- [Problem to solve]
Collect every line in the records that contains the word "paraglider".

- [Dataset entries]
◆ ◆ ◆ ◆ ◆

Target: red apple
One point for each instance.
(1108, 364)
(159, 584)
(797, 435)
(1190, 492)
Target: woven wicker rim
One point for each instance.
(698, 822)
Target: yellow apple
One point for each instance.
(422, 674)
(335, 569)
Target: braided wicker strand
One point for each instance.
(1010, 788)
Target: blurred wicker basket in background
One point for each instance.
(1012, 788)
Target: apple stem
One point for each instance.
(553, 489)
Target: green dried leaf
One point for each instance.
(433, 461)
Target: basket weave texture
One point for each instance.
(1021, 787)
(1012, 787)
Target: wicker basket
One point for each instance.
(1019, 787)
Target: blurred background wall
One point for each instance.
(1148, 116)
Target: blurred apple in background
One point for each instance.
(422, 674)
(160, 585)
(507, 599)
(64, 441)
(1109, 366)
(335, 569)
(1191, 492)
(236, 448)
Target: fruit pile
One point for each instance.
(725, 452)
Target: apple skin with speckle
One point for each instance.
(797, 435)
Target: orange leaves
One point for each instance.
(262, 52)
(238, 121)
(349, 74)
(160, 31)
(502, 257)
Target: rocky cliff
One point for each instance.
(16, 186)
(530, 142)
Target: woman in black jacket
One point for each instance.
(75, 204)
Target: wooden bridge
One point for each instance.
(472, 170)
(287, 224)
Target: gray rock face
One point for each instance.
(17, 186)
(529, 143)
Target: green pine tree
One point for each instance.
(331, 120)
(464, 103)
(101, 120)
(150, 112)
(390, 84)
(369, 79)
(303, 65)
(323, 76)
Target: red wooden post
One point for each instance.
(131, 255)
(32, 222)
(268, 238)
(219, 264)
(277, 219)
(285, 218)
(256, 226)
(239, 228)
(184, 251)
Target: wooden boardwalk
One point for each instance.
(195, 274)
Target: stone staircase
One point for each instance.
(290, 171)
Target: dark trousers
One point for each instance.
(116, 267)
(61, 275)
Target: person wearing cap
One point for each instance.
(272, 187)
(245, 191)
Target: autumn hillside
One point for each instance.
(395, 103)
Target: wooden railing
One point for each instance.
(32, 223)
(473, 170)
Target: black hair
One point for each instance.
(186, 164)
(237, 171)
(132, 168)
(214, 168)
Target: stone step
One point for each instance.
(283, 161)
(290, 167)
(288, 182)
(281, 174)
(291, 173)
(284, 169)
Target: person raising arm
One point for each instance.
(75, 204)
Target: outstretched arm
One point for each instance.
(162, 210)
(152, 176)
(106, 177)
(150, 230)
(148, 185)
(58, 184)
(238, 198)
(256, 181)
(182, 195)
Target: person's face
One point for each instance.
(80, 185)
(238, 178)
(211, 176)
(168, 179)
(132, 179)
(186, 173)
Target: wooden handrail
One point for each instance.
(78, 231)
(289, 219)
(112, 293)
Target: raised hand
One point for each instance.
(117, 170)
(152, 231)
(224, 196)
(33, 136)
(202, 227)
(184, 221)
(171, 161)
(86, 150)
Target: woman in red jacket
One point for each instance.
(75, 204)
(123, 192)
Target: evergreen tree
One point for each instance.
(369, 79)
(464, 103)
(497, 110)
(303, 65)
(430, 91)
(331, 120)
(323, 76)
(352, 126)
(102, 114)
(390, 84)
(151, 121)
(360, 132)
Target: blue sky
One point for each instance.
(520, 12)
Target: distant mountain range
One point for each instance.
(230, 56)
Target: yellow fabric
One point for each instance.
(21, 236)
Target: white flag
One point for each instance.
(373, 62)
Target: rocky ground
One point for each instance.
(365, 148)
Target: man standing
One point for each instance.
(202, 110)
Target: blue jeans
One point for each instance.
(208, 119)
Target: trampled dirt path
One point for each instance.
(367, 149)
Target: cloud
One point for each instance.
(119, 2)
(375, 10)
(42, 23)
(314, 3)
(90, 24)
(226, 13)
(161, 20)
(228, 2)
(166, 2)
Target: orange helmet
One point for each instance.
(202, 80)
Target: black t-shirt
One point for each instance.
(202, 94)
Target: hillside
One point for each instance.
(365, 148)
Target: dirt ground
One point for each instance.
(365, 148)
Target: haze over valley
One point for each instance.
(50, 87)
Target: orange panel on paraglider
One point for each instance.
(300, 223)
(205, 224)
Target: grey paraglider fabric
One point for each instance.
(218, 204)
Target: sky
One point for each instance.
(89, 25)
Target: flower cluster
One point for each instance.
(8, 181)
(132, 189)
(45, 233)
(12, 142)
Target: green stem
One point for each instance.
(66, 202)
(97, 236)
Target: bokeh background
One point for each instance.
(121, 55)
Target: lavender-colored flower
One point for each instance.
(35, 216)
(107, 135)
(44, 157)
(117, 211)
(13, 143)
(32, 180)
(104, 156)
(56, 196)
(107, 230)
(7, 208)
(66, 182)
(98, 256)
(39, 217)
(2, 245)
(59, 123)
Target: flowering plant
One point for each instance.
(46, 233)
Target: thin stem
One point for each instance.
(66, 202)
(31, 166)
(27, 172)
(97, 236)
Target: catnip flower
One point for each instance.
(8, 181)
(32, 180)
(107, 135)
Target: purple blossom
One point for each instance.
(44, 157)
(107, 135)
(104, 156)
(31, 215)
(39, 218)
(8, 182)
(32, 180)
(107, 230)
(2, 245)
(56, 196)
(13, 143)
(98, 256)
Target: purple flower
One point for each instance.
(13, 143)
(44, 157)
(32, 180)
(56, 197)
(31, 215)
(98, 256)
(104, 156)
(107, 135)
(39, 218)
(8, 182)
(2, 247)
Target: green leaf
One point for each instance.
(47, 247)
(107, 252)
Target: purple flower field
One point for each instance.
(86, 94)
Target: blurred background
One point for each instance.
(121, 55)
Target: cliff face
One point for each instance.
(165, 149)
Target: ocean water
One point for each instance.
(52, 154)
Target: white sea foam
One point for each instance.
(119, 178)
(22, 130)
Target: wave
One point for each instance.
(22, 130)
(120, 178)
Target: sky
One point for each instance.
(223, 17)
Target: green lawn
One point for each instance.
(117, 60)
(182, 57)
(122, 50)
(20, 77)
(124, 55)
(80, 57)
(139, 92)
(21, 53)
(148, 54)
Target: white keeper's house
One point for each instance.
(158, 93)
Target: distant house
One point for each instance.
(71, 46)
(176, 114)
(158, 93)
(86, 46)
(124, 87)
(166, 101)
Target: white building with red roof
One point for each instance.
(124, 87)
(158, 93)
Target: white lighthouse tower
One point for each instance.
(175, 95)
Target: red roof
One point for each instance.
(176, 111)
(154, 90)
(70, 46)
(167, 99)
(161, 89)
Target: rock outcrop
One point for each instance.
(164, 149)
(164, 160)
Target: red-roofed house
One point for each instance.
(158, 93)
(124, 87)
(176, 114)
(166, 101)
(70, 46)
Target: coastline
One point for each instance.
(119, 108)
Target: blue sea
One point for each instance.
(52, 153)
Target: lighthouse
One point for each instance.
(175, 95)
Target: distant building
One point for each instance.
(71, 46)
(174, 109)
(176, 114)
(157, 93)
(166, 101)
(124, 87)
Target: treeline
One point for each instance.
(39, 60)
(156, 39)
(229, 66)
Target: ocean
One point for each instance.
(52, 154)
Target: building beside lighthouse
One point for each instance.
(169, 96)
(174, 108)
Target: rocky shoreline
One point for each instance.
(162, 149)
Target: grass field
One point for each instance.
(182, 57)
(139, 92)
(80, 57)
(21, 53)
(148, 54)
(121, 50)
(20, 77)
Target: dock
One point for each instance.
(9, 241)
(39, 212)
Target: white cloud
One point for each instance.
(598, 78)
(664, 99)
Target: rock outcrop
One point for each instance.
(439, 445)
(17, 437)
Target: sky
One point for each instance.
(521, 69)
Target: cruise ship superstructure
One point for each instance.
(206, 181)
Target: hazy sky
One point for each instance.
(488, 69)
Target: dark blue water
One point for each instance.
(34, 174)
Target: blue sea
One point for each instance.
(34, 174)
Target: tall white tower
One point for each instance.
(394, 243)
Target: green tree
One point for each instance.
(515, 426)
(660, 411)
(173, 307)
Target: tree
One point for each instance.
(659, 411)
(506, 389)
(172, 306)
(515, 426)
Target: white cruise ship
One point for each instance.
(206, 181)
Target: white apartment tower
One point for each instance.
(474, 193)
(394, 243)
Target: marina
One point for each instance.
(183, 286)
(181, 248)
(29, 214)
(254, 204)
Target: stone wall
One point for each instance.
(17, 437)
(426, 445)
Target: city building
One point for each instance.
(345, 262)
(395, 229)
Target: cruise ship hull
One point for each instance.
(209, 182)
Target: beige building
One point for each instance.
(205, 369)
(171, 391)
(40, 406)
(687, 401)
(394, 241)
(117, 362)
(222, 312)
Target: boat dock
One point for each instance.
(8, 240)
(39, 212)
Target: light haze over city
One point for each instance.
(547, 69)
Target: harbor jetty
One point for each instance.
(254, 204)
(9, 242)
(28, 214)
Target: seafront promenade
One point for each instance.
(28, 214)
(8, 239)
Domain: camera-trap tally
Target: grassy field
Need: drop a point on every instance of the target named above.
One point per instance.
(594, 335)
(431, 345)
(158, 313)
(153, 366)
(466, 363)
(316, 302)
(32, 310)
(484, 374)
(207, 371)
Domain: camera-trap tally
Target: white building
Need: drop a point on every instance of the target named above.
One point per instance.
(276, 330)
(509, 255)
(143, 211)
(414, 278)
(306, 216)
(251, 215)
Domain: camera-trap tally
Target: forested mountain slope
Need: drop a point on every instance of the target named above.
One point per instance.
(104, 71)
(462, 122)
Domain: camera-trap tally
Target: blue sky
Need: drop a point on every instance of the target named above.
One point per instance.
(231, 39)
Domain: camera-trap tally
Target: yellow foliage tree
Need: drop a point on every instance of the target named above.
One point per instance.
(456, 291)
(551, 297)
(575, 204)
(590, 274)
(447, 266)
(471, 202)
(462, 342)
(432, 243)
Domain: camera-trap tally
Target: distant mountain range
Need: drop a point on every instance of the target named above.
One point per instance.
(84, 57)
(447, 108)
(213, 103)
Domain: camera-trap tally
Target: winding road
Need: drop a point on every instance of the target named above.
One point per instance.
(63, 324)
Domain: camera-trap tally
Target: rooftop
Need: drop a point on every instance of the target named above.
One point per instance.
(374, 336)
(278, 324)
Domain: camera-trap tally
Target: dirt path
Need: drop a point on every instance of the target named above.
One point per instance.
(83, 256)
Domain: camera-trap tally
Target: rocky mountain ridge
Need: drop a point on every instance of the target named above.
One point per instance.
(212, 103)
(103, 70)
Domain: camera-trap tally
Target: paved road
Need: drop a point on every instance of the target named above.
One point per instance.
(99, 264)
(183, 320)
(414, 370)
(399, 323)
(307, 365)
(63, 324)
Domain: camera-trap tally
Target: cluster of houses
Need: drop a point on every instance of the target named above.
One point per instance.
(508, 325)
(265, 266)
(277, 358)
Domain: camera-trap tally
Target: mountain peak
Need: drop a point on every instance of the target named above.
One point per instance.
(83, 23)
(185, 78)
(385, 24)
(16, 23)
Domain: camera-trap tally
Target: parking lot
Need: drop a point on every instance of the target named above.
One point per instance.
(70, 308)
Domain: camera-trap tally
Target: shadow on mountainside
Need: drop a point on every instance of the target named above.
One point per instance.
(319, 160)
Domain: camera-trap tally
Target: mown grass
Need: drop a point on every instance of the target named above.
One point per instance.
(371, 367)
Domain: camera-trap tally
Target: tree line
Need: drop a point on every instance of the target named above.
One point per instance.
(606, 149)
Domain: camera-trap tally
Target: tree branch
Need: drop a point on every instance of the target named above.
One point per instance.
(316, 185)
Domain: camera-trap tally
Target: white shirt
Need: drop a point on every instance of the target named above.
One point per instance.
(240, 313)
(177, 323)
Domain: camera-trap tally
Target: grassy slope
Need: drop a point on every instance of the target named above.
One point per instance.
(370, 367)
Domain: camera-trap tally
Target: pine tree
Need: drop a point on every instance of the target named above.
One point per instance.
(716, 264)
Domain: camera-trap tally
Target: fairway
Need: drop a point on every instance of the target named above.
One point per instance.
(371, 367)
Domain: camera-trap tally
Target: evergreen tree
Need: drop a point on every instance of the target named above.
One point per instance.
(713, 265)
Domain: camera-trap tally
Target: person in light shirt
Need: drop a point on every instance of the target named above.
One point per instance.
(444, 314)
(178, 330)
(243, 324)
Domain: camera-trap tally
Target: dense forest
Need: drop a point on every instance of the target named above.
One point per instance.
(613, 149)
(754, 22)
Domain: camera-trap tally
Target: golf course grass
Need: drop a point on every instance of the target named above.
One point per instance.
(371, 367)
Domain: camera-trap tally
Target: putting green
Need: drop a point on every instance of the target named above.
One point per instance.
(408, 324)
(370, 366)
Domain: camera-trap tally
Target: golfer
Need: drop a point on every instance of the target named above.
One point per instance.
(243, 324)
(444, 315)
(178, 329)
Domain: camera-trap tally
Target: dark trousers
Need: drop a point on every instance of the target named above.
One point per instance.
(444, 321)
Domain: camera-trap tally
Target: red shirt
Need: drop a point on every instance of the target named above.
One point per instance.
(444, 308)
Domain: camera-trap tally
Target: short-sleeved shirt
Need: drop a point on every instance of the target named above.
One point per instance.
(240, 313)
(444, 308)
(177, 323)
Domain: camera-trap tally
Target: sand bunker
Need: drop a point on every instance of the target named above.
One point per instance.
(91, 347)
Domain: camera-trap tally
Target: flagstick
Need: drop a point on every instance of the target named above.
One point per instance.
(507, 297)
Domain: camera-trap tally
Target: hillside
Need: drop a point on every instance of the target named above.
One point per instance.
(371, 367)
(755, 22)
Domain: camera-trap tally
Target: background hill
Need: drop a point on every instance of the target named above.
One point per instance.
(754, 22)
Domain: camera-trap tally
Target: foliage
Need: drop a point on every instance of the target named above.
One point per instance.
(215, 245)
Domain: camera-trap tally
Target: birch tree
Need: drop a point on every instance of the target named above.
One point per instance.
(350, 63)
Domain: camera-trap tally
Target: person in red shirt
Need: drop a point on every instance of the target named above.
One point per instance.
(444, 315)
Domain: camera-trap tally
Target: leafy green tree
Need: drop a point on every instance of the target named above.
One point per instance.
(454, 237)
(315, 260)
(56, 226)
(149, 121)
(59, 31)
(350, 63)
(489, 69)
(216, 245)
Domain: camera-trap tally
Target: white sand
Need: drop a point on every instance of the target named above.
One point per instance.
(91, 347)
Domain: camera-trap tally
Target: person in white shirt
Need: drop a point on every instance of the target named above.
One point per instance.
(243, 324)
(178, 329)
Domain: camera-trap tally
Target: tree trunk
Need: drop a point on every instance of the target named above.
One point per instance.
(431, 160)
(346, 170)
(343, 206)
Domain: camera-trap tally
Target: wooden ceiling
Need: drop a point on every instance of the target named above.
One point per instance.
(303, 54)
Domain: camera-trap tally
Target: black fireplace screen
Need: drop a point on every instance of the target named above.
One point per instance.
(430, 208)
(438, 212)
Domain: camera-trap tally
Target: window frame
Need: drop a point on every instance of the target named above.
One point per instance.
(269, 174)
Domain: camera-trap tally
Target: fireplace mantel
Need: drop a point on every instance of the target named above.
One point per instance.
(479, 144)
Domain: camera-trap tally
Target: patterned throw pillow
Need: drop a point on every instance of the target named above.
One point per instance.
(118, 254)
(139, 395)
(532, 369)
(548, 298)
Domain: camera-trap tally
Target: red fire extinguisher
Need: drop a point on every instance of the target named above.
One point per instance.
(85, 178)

◆ ◆ ◆ ◆ ◆

- [Result of this exercise]
Target: orange panel on paraglider
Target: grey paraglider fabric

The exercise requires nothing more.